* _About this task_
Copy the records below exactly as they stand. Leave out the pictures.

* _Extracted entries_
-*-

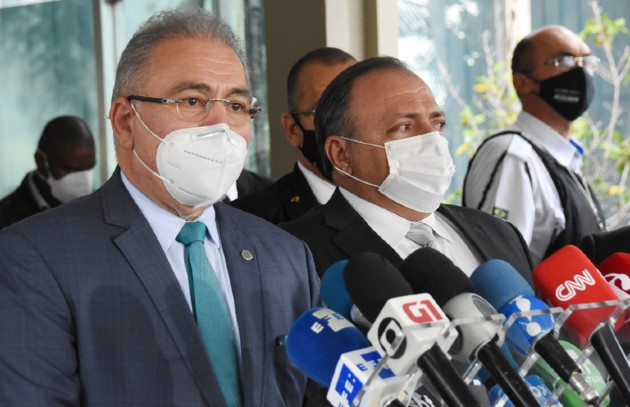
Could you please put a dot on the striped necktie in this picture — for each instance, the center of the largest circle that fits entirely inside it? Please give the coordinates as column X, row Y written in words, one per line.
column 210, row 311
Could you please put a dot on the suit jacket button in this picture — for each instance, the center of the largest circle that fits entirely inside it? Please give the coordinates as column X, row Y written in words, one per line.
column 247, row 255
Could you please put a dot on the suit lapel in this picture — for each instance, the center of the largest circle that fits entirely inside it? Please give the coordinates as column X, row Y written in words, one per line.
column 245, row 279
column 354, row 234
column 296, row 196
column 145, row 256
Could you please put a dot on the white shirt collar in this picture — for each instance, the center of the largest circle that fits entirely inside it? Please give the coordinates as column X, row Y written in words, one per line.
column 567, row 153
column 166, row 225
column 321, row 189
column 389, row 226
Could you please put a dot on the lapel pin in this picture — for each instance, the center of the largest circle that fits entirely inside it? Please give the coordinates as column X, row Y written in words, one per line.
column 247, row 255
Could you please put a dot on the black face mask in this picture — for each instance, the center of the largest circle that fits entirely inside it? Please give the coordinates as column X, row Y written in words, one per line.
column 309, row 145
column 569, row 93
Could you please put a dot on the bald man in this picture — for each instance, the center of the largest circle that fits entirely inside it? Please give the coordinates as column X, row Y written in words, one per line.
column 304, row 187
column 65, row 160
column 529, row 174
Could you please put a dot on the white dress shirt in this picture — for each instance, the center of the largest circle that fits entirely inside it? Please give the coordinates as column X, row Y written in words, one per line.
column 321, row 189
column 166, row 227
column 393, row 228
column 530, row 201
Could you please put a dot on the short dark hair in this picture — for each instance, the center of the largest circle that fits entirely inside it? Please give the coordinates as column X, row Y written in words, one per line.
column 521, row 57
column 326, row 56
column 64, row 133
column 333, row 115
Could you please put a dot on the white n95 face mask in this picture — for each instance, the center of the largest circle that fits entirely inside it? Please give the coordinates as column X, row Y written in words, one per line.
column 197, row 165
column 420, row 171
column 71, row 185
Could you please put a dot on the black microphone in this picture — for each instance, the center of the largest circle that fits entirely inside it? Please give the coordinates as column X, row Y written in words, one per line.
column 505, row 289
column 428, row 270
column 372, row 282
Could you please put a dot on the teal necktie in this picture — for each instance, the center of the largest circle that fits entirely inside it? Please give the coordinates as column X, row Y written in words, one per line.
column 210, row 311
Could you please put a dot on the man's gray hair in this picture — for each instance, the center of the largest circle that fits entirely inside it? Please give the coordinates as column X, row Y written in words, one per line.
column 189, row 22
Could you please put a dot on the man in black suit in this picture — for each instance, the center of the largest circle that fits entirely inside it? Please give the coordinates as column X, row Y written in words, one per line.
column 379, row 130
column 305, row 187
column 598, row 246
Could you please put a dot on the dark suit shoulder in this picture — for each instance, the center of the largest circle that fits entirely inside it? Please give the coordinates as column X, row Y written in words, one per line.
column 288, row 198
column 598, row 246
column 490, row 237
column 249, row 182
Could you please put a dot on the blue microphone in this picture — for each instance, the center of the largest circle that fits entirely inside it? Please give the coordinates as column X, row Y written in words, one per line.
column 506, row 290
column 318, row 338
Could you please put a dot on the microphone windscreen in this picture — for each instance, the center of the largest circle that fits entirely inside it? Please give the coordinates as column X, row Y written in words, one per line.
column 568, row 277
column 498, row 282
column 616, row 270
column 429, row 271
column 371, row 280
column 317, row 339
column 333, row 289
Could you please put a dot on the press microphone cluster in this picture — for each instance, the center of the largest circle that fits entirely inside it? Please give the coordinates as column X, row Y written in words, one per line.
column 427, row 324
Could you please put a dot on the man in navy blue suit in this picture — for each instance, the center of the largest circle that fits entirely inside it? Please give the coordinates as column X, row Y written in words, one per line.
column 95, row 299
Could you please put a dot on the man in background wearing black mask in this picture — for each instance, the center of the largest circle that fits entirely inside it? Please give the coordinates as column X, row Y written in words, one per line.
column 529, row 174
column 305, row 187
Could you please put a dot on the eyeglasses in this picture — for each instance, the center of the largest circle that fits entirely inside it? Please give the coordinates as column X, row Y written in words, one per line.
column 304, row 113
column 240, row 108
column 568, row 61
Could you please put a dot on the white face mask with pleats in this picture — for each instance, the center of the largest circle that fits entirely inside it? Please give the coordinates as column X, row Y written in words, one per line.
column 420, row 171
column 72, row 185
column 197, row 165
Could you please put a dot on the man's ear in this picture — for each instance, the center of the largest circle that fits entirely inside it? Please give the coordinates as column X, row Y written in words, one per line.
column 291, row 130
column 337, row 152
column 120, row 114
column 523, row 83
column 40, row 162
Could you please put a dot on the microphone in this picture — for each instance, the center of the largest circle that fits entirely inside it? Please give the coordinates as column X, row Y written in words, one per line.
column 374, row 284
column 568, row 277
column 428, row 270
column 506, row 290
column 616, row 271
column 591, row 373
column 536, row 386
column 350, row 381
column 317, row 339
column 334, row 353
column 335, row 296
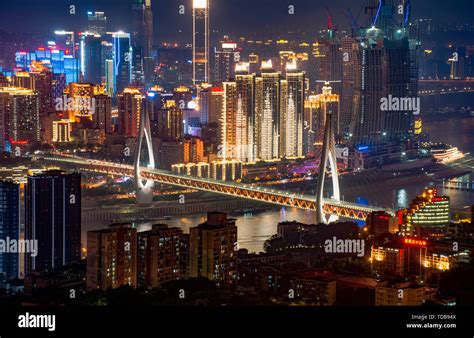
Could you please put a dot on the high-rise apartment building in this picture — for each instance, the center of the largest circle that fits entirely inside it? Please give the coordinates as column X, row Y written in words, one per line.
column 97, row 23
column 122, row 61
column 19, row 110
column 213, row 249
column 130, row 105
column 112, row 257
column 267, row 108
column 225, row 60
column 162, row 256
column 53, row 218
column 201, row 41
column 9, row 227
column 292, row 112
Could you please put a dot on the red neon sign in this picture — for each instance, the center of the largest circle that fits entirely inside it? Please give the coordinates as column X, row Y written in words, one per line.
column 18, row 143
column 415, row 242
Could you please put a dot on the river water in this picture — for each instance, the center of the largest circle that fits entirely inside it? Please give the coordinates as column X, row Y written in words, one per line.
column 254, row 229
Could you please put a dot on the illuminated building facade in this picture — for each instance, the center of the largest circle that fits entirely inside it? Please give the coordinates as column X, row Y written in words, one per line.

-*-

* _Response box_
Could you please put a dot on the striped necktie in this picture — for each instance, the center of the largest circle that fits entirely inside it? Please give the coordinates as column X, row Y written in words, one per line.
column 210, row 311
Could you please put a dot on the suit jacket button in this picture — for each instance, the center of the largest circle that fits entirely inside it? Please give the coordinates as column X, row Y written in words, one per line.
column 247, row 255
Could you please put a dot on the suit lapel in this picture — for each instance, the center of the largest circle that fits entirely inside it? Please give the coordinates as column X, row Y written in words, one per line.
column 245, row 279
column 354, row 234
column 296, row 196
column 145, row 256
Could you please put a dot on the white shirt collar in this picture — for each instance, the center of the largest circle that fits entirely inside it? Please give the coordinates as column X, row Y written in words, one per line.
column 567, row 153
column 166, row 225
column 321, row 189
column 389, row 226
Could you please put a dot on the lapel pin in this picture — for each instance, the center of the largest circle that fits entirely inside it? Please give the coordinates as column X, row Y written in words, one per line.
column 247, row 255
Could you please put a dot on the black face mask in this picture — for each instance, the center of the largest circle that fits entirely inside it? Please give the coordinates as column X, row Y written in words, one per line.
column 309, row 145
column 569, row 93
Could you please put a dot on the bald man in this picture — for each instance, the center of the largest circle that fits entirely inside it? Please give the coordinates as column X, row Y written in words, one per line.
column 304, row 187
column 65, row 160
column 529, row 174
Could you please put a dot on the white dress shirt in this picture — for each instance, the center of the largest circle that fits entirely inside it? Please give the coordinates as column X, row Y written in words, one per line.
column 321, row 189
column 166, row 227
column 393, row 228
column 530, row 201
Could you please put a dot on the short dark hair in this picture — for each instance, the center of the largest circle that fits entirely inside it? Please give the coordinates as column X, row Y written in words, one per line.
column 521, row 57
column 326, row 56
column 64, row 133
column 333, row 115
Could you please put a dot on the white n95 face mask in this picture — for each instance, the center of the largest circle that fits entirely inside it? Please give the coordinates as column X, row Y written in words, one per line.
column 197, row 165
column 420, row 171
column 71, row 185
Could you please put a dot on the black microphone in this picture — for each instance, the center of the largest circle that fits entirely inside it? Please give the coordinates as column X, row Y written in words, one per line.
column 505, row 289
column 428, row 270
column 372, row 282
Could you please put a dot on the teal necktie in this picture — for each instance, the center of the largest circle that fits entirely inside it? Please give the coordinates as column X, row Y written in words, one per line.
column 210, row 311
Could you please put a dot on the man's gray hair in this picture — for each instance, the center of the largest circle that fits entirely inside it? Please give the coordinates as column X, row Y written in words, one per line.
column 189, row 22
Could you please put a dot on the man in black suit in this picture — for each instance, the center of the largest circle that fits entirely inside it? Please give the coordinates as column X, row Y written in words, one per line.
column 379, row 130
column 305, row 187
column 598, row 246
Could you please put a dot on the dark suit shoulder in this picture — for each instance, the center of the largest circle that fits entirely inside it? Please give the coordinates as column X, row Y written in words, one per line.
column 288, row 198
column 598, row 246
column 490, row 237
column 249, row 182
Could you please put a dot on the blue microphone in this picture — for each instance, the center of the largest circle that fits entirely inside it? Please give the coordinates as column X, row Y written in words, one per line.
column 506, row 290
column 318, row 338
Could you please put a dot on the microphone windscreen in this picture — for each instance, the center of the largest circle that fits entirely inside it? Please give the coordinates as column X, row Y written in words, one per line.
column 568, row 277
column 498, row 282
column 616, row 270
column 429, row 271
column 371, row 280
column 317, row 339
column 333, row 289
Could you please put a dot on the press microphone cluster in this picture — for each instance, the center of the largest circle that fits entirely inside it? Please give the coordinates as column X, row Y written in words, one per line.
column 427, row 324
Could you please put a dot on the man in navy blue suit in this picture — for each instance, the center of the largest circle that fits entirely inside it? Please give the coordinates as column X, row Y written in words, one per line.
column 95, row 299
Could you please put a dot on the man in background wearing black mask in this picture — for each instance, the center of the largest circle that fits entirely inside it? Please give the coordinates as column X, row Y written in words, one per line.
column 529, row 174
column 305, row 187
Could you please put a dot on the eyeglasses in this picture — for each instance, the center of the largest circle that fits entirely inside it? Please give the coordinates as column X, row Y written in words, one per line.
column 304, row 113
column 240, row 108
column 568, row 61
Could you please put a dot on the white face mask with pleats in this picture — for each instance, the center of the largest circle that fits entirely inside it? Please give the coordinates as column X, row Y written in words, one per line.
column 420, row 171
column 72, row 185
column 197, row 165
Could you please put a dot on the man's ear in this picture — for each instance, the center of the largest circle that fits entirely inside it? Please give the coordinates as column X, row Y written in words, one per line.
column 291, row 130
column 337, row 152
column 120, row 114
column 523, row 83
column 40, row 162
Could you please put a dot on the microphone in this picture — for each instance, the center of the largest circle that fits entirely inside it? Please give the coordinates as column X, row Y written in words, one per line.
column 374, row 284
column 568, row 277
column 428, row 270
column 506, row 290
column 616, row 271
column 591, row 373
column 536, row 386
column 350, row 381
column 317, row 339
column 334, row 353
column 335, row 296
Could you please put a dot on the high-rise apartment building in this picture — for each instance, the center of the largest circle that fits entirely inside it? Please give the coordinates as column X, row Y written in words, one per line.
column 97, row 23
column 122, row 61
column 19, row 110
column 213, row 249
column 130, row 105
column 112, row 257
column 267, row 108
column 225, row 60
column 162, row 256
column 53, row 218
column 201, row 41
column 9, row 227
column 292, row 112
Could you please put a dot on the red neon sign in this picture — for each instance, the center of the largest circle that fits entirely inside it? Please give the coordinates as column X, row Y written in words, one per line.
column 18, row 143
column 415, row 242
Could you please put a dot on the river water in this picture — for each instance, the center of the largest circle that fits entirely inside it? Please give the coordinates as column X, row Y written in words, one per line.
column 254, row 229
Could you please put a dot on the illuminated building facade in this picture — for each instance, the center of the largest circle that fits entirely inside it? Please give the coordinates as column X, row Y written in words, one per line.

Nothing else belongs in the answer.